§ **WORK TO BE COMPLETED**:
Show each line in the entries below that contains the word "hair".

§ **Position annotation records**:
◇ ◇ ◇ ◇

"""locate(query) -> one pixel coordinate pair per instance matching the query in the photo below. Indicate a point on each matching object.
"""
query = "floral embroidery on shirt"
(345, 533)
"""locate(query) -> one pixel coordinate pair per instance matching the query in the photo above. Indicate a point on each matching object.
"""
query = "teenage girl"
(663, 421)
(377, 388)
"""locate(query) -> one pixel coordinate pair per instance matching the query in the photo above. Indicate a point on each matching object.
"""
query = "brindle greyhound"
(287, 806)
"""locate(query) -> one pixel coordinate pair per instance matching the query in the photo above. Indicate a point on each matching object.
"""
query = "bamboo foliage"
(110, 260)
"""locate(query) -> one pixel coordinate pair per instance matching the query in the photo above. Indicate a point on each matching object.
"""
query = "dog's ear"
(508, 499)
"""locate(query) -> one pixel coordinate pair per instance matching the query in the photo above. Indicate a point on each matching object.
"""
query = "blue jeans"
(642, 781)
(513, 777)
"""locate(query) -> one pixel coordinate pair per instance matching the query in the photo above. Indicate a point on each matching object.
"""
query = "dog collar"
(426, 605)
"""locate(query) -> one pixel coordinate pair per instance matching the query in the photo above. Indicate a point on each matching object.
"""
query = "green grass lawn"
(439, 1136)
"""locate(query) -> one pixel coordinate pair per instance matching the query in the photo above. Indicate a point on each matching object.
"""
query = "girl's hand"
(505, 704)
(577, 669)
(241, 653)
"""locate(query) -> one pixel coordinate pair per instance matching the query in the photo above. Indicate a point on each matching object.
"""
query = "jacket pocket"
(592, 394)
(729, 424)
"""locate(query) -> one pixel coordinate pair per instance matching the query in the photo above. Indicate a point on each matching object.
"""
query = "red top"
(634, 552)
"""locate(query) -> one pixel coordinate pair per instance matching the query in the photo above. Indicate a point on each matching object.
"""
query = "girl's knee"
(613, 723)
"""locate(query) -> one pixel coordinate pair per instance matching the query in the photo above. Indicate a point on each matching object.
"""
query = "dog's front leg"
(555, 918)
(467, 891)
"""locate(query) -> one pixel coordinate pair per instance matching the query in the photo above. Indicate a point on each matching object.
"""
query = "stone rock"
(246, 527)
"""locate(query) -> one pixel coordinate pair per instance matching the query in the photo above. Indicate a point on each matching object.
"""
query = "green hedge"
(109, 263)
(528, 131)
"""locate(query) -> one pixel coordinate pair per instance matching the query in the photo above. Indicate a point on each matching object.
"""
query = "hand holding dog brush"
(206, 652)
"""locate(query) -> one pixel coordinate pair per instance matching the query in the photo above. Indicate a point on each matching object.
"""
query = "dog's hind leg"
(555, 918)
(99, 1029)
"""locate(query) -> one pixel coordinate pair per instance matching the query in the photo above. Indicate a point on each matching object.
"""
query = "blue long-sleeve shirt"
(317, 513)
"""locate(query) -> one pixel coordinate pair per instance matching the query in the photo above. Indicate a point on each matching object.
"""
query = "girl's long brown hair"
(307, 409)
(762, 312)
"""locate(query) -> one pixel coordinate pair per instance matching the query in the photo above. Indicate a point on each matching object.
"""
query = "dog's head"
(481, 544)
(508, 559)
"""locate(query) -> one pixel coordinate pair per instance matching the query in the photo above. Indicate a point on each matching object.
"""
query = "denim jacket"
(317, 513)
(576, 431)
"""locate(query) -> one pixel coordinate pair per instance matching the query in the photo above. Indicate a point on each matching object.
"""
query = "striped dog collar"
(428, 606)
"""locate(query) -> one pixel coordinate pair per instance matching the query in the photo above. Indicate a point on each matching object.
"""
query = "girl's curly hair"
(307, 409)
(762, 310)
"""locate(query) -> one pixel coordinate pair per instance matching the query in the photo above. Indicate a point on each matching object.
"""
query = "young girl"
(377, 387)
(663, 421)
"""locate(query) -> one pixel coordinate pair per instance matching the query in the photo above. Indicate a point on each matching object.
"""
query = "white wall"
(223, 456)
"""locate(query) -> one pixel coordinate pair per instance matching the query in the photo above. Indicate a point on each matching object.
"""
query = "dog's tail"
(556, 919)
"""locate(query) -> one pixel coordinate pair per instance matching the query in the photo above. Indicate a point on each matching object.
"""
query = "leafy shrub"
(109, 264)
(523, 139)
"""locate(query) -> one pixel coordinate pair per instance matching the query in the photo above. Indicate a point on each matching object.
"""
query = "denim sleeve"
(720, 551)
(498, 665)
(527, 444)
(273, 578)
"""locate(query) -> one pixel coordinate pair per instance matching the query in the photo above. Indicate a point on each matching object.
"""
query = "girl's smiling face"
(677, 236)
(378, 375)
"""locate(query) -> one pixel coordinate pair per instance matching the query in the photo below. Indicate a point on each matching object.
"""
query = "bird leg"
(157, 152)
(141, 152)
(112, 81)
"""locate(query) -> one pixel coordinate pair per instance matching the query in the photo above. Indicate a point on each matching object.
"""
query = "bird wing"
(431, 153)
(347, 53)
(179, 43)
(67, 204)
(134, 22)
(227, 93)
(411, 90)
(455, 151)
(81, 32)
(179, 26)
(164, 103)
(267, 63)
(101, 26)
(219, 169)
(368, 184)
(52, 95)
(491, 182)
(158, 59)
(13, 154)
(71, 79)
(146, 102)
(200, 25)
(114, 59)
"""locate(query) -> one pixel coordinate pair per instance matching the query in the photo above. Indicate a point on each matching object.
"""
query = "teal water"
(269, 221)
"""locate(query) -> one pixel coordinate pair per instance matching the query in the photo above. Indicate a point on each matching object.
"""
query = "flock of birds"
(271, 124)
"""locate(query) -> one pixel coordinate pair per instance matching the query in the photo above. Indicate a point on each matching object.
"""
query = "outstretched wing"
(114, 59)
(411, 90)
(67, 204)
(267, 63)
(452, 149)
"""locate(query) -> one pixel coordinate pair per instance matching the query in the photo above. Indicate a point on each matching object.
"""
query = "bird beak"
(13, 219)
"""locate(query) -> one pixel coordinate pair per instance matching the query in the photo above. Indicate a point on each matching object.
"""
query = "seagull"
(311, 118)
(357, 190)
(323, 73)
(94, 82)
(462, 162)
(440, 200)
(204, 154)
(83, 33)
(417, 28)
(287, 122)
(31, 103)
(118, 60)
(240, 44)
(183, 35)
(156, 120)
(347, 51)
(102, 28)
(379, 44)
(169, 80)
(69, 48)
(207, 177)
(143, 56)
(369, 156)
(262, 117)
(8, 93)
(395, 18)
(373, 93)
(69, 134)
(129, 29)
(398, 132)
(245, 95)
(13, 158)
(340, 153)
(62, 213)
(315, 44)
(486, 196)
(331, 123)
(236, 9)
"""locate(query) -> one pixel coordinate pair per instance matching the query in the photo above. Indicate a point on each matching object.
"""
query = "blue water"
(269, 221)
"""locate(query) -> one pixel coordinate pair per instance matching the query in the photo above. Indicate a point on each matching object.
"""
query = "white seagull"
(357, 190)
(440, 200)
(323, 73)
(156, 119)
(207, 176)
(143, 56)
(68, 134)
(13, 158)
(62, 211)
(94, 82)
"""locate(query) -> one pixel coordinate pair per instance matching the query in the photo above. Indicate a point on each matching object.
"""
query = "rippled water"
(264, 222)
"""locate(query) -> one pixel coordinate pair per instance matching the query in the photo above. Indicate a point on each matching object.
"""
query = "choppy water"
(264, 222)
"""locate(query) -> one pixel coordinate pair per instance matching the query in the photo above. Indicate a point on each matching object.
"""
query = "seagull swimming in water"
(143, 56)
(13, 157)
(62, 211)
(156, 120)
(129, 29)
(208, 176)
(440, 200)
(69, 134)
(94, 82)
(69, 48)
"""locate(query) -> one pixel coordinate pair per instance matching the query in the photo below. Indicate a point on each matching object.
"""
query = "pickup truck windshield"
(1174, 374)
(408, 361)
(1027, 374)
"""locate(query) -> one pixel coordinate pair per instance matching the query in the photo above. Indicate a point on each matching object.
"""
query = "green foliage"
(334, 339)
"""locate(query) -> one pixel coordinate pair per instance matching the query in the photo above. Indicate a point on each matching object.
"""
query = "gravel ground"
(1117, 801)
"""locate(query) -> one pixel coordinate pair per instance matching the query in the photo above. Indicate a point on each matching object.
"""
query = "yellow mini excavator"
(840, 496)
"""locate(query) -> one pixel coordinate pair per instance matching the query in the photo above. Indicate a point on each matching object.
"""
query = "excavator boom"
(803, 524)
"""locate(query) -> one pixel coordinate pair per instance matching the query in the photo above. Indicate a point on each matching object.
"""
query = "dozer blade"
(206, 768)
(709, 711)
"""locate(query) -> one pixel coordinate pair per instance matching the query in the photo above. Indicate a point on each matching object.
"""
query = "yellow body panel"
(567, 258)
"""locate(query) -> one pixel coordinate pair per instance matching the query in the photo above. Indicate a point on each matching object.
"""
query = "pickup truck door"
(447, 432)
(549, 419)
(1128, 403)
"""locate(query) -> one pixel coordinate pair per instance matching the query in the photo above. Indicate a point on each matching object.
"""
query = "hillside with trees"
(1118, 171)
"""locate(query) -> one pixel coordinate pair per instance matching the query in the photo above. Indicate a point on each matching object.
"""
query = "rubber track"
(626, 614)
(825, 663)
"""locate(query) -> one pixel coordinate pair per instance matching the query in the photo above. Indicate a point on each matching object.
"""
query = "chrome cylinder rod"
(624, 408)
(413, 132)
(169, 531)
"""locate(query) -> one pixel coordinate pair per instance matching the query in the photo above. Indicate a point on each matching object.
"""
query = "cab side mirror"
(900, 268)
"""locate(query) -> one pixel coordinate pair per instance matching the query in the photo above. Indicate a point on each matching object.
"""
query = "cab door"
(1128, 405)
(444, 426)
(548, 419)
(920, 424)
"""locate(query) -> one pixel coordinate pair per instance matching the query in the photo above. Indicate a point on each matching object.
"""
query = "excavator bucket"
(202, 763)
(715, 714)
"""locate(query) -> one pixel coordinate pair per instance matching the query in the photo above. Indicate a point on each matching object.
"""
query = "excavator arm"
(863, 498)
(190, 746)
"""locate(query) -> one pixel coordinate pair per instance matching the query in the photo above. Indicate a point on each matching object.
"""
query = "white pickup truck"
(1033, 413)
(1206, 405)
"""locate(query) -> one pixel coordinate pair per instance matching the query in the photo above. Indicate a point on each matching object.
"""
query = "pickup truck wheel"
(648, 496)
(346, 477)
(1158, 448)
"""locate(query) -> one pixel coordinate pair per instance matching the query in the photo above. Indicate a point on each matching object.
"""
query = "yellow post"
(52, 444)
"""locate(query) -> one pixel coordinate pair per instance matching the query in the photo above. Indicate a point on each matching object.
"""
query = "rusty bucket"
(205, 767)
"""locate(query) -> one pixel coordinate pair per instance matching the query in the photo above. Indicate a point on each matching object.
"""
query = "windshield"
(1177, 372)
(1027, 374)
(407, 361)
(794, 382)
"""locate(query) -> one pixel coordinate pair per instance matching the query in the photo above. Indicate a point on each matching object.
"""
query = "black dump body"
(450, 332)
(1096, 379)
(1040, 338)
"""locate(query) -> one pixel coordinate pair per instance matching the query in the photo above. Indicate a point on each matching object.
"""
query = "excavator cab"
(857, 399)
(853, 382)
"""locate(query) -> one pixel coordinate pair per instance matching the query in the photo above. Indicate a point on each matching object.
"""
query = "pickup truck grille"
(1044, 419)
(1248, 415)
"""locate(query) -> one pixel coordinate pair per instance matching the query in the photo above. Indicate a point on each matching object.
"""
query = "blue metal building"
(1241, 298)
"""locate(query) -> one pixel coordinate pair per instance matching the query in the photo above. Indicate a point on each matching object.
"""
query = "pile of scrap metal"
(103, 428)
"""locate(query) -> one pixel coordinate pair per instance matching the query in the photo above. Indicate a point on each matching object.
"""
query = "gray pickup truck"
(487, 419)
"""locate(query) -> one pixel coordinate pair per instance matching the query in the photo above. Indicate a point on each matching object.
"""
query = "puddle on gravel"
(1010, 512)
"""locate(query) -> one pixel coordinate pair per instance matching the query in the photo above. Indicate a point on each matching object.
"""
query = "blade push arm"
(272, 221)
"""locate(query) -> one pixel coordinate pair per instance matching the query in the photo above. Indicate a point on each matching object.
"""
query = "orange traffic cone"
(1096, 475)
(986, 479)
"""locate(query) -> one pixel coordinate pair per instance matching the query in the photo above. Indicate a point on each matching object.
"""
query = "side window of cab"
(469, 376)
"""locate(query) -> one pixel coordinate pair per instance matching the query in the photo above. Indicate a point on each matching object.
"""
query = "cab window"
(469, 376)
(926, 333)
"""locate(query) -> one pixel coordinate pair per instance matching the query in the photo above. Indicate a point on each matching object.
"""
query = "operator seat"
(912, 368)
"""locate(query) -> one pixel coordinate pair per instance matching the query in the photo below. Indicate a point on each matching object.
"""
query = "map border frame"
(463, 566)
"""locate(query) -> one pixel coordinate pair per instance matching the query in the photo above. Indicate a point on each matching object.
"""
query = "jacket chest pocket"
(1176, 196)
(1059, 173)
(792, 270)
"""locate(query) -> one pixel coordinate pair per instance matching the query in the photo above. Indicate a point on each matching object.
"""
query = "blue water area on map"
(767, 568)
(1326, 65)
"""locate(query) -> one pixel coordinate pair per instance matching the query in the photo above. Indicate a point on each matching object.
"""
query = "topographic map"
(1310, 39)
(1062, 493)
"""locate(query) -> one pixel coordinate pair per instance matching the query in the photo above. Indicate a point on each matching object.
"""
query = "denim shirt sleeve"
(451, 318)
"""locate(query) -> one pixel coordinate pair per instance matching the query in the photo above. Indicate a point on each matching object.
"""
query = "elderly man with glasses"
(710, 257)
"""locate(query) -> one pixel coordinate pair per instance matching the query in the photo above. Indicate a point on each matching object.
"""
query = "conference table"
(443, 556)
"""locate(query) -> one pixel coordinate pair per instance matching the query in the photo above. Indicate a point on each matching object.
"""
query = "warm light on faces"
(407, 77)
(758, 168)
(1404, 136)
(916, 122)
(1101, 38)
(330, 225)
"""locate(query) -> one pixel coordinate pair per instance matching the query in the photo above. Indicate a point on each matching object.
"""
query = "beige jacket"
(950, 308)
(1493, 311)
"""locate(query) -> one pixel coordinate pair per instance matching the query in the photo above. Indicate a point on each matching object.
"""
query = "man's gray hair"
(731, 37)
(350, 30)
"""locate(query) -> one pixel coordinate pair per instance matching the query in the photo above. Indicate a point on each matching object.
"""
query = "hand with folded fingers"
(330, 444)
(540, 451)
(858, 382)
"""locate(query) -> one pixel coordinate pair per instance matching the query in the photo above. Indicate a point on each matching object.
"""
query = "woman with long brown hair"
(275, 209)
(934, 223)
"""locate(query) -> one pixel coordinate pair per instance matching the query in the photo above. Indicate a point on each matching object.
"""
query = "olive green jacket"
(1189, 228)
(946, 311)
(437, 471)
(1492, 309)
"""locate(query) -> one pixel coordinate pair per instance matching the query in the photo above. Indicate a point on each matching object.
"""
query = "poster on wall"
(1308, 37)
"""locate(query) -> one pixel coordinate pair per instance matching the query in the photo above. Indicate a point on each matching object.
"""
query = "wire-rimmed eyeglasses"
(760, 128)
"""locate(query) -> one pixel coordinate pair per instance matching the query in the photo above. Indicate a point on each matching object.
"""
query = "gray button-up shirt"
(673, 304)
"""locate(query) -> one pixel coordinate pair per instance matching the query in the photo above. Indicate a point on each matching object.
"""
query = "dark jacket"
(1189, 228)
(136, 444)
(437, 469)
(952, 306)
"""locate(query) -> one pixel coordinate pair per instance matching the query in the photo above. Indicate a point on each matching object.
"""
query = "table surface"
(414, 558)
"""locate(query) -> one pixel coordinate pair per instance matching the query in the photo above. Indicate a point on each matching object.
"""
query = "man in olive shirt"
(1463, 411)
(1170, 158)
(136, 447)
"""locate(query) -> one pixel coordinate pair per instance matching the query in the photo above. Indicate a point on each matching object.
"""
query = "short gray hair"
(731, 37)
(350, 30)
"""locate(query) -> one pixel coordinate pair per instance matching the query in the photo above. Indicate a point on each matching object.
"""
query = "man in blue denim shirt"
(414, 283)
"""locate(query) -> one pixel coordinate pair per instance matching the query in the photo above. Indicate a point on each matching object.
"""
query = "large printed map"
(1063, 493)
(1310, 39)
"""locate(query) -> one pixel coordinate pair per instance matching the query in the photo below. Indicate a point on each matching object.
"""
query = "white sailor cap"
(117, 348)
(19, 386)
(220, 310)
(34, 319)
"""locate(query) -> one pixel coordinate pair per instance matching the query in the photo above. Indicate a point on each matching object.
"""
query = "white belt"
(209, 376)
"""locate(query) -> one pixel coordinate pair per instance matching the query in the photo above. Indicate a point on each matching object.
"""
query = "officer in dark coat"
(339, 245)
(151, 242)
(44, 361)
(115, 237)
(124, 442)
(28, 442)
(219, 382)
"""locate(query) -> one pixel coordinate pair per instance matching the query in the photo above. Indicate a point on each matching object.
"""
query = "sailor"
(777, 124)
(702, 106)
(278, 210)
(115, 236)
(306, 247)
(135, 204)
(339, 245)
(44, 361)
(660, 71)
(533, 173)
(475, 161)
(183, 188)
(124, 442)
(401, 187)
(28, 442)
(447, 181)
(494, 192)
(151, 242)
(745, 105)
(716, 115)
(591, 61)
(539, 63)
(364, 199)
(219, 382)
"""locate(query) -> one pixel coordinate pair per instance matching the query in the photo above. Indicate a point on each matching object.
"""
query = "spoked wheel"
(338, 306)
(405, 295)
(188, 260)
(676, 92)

◇ ◇ ◇ ◇

§ **TASK RESPONSE**:
query = "girl's long brown hair"
query = "girl's curly hair"
query = "man's gray hair"
query = "woman with long brown hair"
query = "short gray hair"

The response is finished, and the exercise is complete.